WHAT IS NEEDED: Taking the line with "tag the eucalyptus leaf" as the start, reproduce every line until the records end, exactly and with nothing added.

::::::::

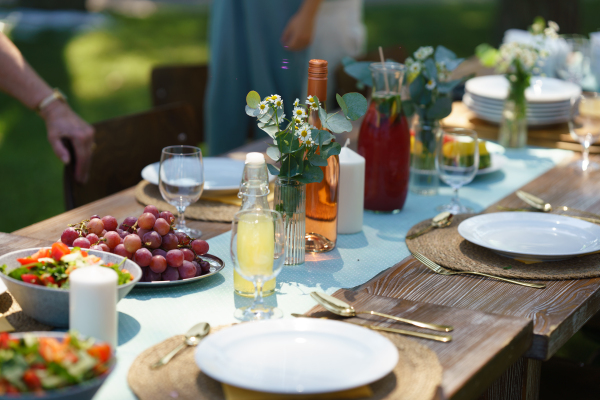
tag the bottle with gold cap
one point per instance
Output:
(321, 197)
(254, 190)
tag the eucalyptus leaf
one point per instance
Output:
(359, 70)
(442, 54)
(317, 159)
(273, 170)
(274, 153)
(311, 174)
(252, 99)
(356, 105)
(430, 69)
(342, 104)
(338, 123)
(440, 109)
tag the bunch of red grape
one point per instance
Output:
(149, 240)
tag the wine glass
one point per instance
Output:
(181, 180)
(584, 126)
(258, 253)
(457, 162)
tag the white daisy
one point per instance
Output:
(263, 106)
(304, 132)
(299, 112)
(415, 68)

::::::::

OUTPUT BELOW:
tag the eucalyptus leaf
one point per instance
Output:
(359, 70)
(442, 54)
(317, 159)
(273, 170)
(274, 153)
(311, 174)
(252, 99)
(356, 105)
(430, 69)
(342, 104)
(338, 123)
(440, 109)
tag the bunch of red grape
one point per instance
Output:
(149, 240)
tag the wine glass
one point per instance
Output:
(181, 180)
(584, 126)
(258, 253)
(457, 162)
tag the white daisy
one point per instance
Output:
(263, 106)
(304, 132)
(299, 112)
(415, 68)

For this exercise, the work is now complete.